Exercise brief: Pull out from the material below all lines with "then".

Data provided:
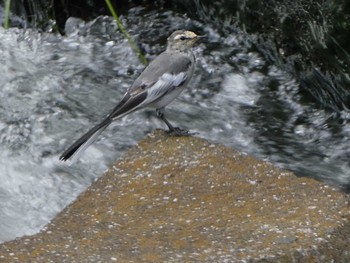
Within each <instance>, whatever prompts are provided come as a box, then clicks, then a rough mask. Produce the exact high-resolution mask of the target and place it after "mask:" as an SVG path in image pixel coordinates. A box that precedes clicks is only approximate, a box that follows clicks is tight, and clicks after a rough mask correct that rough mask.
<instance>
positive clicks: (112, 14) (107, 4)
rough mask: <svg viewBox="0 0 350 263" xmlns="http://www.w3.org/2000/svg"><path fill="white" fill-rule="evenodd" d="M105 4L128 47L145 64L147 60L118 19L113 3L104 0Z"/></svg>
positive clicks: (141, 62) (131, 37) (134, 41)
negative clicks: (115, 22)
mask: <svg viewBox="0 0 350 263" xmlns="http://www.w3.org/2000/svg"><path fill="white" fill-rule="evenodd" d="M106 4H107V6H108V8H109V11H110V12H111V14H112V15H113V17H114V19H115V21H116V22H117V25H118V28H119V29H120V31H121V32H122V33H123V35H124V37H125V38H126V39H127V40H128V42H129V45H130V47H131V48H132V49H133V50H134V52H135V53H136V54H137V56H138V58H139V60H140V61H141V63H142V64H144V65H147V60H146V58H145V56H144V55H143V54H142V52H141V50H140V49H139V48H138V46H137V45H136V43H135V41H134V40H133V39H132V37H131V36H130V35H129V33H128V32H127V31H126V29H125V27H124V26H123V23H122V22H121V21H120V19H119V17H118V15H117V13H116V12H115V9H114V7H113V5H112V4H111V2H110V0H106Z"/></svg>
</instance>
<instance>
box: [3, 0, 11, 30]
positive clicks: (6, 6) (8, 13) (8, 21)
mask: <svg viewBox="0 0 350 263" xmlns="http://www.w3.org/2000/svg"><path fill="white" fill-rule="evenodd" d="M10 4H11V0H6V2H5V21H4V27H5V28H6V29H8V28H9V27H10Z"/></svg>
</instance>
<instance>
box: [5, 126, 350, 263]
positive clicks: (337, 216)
...
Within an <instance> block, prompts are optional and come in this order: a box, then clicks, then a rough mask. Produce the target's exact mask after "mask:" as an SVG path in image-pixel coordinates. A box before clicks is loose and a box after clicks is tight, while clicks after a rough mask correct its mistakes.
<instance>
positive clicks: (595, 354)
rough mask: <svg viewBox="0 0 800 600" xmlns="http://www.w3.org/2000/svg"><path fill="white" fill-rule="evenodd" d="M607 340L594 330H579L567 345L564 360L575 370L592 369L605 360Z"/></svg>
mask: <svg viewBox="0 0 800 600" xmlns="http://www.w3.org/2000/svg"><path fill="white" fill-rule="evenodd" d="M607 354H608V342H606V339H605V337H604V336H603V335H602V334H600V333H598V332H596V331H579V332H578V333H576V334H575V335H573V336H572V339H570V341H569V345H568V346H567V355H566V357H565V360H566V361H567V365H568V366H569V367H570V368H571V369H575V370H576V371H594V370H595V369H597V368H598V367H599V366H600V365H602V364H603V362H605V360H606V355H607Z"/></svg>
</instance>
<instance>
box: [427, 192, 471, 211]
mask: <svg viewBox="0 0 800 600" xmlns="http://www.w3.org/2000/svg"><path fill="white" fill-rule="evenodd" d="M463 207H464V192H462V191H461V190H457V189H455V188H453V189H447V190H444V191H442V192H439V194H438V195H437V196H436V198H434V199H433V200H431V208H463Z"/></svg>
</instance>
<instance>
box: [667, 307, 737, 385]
---
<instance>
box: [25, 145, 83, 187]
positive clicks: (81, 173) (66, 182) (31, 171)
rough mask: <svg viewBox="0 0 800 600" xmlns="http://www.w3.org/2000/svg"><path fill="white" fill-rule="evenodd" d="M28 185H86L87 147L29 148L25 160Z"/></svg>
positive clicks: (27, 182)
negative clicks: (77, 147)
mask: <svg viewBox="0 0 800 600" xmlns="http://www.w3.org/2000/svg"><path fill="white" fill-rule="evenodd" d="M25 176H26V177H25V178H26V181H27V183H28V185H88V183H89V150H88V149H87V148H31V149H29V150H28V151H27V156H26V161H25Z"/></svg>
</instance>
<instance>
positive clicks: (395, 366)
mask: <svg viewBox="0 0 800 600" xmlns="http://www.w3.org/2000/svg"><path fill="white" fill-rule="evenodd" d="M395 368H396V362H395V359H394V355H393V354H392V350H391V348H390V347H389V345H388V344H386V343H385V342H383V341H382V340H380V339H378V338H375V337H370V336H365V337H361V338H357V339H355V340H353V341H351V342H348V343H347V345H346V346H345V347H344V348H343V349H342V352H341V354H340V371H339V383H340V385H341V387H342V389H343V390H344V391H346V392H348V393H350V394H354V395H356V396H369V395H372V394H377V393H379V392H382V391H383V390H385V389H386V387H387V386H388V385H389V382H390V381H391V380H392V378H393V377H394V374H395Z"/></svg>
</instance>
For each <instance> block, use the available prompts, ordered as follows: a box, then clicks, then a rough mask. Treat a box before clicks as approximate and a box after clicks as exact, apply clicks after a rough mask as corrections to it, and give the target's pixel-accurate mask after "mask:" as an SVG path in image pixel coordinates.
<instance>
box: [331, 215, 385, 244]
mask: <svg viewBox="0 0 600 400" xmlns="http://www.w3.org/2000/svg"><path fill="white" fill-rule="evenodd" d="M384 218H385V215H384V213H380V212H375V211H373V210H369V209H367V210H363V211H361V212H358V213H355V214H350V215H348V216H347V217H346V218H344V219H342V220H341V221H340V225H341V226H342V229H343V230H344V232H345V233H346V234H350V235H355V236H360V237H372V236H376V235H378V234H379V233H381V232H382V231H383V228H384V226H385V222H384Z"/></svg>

Solution:
Within each <instance>, whatever prompts are provided come as a box, then clicks, then a rough mask. Produce the exact high-resolution mask of the target and place it after "mask:" as an SVG path in image pixel coordinates. A box that precedes clicks is only approximate, a box that follows clicks is tight, and clicks after a rough mask correct that rough mask.
Within an <instance> block, prompts are optional and come in this order: a box, then clicks, then a rough mask. Produce the target's exact mask after "mask:" as an SVG path in image-pixel coordinates. A box before clicks is loose and a box after clicks is tight, while clicks after a rough mask correct its mistakes.
For each <instance> block, use the available prompts, ordered as follows: a box, then clicks, then a rough mask. Treat a box before clicks as approximate and a box after clicks as exact, apply clicks after a rough mask as corrections to it, and give the target's pixel-accurate mask after "mask:" as an SVG path in image pixel coordinates.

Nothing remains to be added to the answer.